── QUOTED PASSAGE ──

Coroner of inquests John Needham made 15 recommendations which will be sent to the Health and Home Affairs ministers, chief constable, prison governor, Department of Health, the Drugs and Alcohol Team (DAT), the forensic medical examiner (FME) and general practitioners.

Among the recommendations is the need for more training, supervision and auditing regarding medical documentation completed and passed to the prison by police when transferring prisoners to Jurby.

Mr Needham also recommends: an investigation into whether urine testing for new prisoners should be carried out; the need for DAT records to be more easily available to the FME; the need for emergency radio alerts in the prison to be more specific; the Department of Health’s need to liaise with ambulance and accident and emergency staff regarding medical training for prison staff.

The coroner of inquests did, however, acknowledge that there have been improvements since Mr Davidson’s death, saying: ‘There is significant evidence of changes made already so as to improve matters.’

Mr Davidson, aged 26, died in his prison cell on March 13, 2012, with an inquest finding death was due to toxicity as a result of a combination of methadone, dihydrocodeine and diazepam.

The inquest also decided that the cause of death was the result of an accident but was contributed to by neglect on the part of the state.

Prescription drugs had been given to Mr Davidson while in police custody and also upon arrival at the prison.

On March 11, while in police custody, Mr Davidson was given 60mg of dihydrocodeine and 40mg of diazepam at 10.50am, then 60mg of dihydrodcodeine at 6pm, 60mg of dihydrocodeine and 20mg of diazepam at 9pm, and 60mg of dihydrocodeine and 40mg of diazepam at 8am the following morning on March 12.

───
── DATA TO EXAMINE ──

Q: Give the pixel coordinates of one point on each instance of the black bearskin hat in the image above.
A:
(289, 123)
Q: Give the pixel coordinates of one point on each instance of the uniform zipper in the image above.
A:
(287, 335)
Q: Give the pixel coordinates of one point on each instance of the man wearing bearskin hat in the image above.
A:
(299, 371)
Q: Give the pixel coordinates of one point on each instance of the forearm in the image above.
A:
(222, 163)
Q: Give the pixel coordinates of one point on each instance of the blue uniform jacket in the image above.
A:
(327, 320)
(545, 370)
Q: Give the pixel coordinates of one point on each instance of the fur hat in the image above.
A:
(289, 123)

───
── DATA TO EXAMINE ──

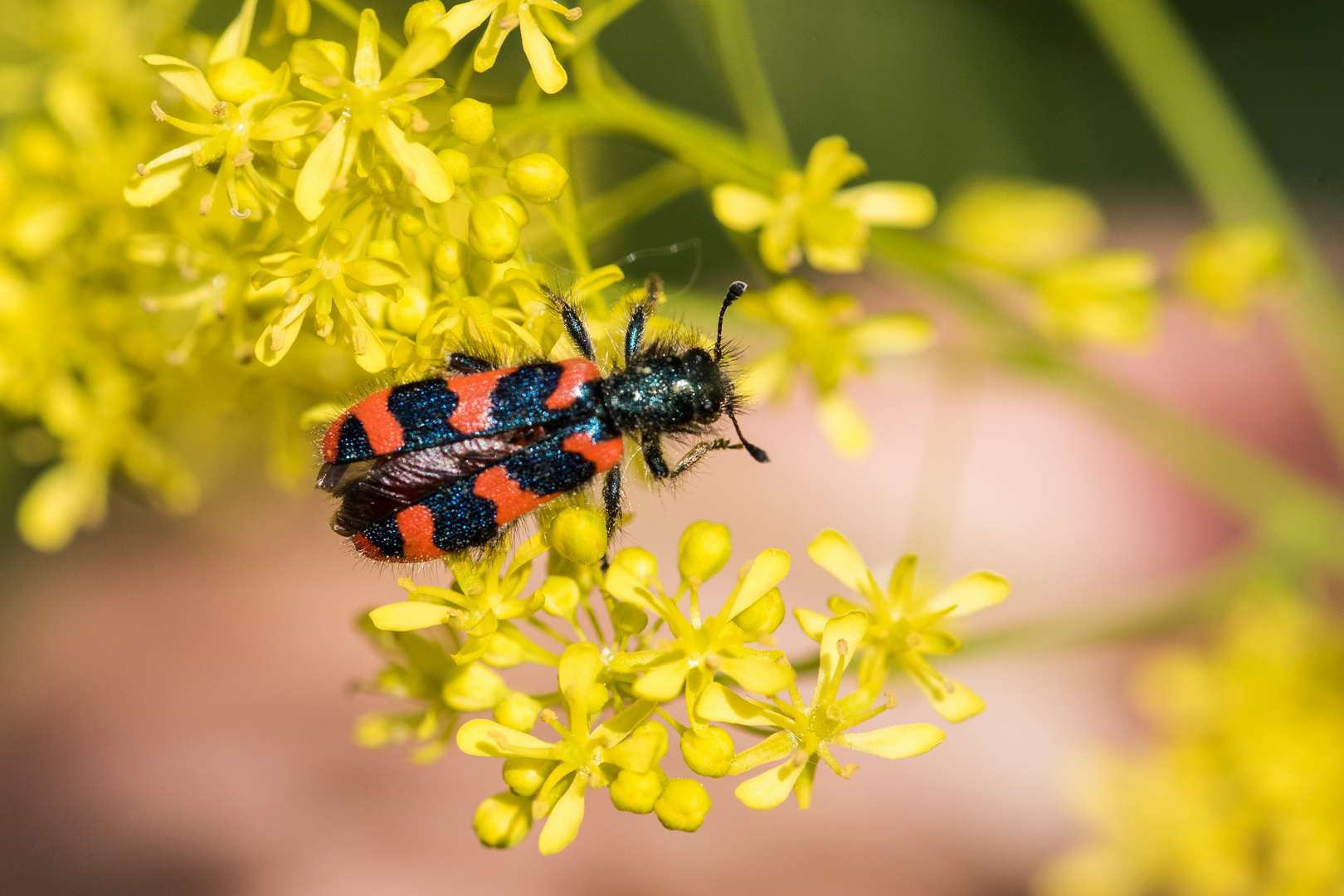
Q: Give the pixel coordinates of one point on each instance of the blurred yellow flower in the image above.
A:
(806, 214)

───

→ PROBLEMS AND TASKS
1. List every time of day at which, according to the inquest report, Mr Davidson was given drugs while in police custody.
2. Carry on the inquest report from its last sentence.
The items come from a different source than the inquest report.

→ TASK RESPONSES
1. 10.50am, 6pm, 9pm, 8am

2.
He arrived at the prison that same day and was given 40mg of diazepam at approximately 2.40pm, and then 40mg of methadone at approximately 3.40pm, before being locked in his cell at 8.40pm. He was found dead by fellow prisoners the following morning.

The jury also decided that Mr Davidson had not been honest about medication with medical staff and that this was also a contributory factor in his death.

Police issued a statement after the inquest, saying: ‘We take our responsibility and duty of care to detainees seriously.

‘As the coroner has said in his findings, the process has improved and is different now, and we will follow his recommendation.’

The Department of Home Affairs also said in a statement: ‘A comprehensive review has already taken place since Mr Davidson’s death and measures have been introduced to improve procedures and communication between agencies.

‘Appropriate steps will now be taken to address the recommendations made by the coroner of inquests.’

The Department of Health said in a statement that they will ‘work to consider the recommendations fully and implement any necessary changes’.

They also said that there had been a comprehensive review since Mr Davidson’s death.